**TASK TO COMPLETE:** According to the hepatitis therapeutics market passage, what share of revenue did hepatitis C retain in 2024?

____ PASSAGE FOR REVIEW

Hepatitis C retained 77.12% revenue in 2024, underpinned by pan-genotypic regimens exceeding 95% cure rates. Nevertheless, hepatitis B is projected to outpace all other indications at 5.02% CAGR through 2030 as RNA interference, monoclonal antibodies, and capsid-assembly modulators converge in multi-agent protocols aimed at surface-antigen loss. The hepatitis therapeutics market size for hepatitis B therapies is on a steady growth trajectory, with multiple Phase 2 and 3 trials targeting HBsAg clearance through novel mechanisms, reinforcing the strategic shift underway.
As functional-cure expectations rise, manufacturers are reprioritizing pipeline capital toward B-specific platforms. Clinical programs such as Arbutus Biopharma's imdusiran, which delivered a 50% functional cure rate in Phase 2a, highlight the commercial upside available to successful entrants. Hepatitis D, while niche, offers a precedent for accelerated adoption once first-in-class therapies clear regulatory hurdles.

________
____ LISTED ENTRIES

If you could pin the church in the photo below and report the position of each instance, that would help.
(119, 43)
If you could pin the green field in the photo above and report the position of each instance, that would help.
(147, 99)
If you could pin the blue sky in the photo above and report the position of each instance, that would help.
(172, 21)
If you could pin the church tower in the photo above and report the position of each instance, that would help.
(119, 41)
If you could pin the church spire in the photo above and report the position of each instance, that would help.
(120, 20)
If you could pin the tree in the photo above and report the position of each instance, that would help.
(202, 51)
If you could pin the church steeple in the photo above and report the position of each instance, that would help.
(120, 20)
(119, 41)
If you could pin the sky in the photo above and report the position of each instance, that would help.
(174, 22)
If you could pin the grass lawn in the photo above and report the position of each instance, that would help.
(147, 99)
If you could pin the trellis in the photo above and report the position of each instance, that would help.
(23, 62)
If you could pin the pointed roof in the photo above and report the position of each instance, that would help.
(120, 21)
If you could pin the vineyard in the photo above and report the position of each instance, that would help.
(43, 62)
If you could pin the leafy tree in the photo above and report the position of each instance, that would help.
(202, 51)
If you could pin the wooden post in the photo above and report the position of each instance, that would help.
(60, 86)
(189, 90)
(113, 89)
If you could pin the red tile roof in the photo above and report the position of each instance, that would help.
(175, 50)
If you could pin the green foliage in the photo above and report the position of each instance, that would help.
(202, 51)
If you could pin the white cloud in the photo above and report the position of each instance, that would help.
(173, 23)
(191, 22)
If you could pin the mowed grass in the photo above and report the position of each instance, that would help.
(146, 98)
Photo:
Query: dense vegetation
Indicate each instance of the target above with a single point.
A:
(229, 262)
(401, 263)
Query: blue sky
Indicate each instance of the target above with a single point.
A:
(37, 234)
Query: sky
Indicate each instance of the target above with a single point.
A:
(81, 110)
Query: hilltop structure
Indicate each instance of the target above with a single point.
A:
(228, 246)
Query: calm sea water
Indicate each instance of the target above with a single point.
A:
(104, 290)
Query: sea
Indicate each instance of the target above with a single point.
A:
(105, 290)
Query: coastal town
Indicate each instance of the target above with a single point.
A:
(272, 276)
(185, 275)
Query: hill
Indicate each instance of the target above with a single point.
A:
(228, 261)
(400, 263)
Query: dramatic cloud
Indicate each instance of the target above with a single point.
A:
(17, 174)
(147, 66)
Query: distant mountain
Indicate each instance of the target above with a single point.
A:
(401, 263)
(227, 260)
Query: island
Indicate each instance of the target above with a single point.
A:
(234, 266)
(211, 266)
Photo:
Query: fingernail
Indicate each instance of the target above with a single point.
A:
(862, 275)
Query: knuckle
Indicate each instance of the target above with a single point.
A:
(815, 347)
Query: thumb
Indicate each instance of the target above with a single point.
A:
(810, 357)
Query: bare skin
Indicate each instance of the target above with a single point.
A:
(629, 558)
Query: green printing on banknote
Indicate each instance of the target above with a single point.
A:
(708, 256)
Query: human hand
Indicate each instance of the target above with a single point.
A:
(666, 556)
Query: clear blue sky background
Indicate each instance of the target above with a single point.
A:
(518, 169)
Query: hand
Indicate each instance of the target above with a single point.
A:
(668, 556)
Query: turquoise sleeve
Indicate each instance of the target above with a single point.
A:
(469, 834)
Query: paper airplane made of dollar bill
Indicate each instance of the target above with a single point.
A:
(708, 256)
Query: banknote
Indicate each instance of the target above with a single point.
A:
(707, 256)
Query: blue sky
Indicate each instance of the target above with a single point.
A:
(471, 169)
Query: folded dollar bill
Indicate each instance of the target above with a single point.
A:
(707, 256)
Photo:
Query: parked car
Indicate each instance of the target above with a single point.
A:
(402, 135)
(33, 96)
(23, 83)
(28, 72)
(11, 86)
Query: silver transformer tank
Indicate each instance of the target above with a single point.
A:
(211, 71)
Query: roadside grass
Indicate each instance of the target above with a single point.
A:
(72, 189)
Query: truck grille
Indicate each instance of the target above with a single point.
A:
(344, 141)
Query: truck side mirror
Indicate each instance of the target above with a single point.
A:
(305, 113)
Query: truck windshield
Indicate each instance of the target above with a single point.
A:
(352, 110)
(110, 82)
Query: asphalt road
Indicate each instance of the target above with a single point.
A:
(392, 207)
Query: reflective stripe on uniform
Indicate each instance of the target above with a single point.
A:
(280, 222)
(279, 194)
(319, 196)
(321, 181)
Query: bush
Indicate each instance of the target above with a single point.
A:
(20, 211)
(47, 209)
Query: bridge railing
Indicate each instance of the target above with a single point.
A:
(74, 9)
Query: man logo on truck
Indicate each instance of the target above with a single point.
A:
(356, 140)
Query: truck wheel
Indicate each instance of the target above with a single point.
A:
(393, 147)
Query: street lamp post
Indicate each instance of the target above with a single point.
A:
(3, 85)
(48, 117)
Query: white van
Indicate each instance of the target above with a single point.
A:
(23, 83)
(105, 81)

________

**SOLUTION:** 77.12%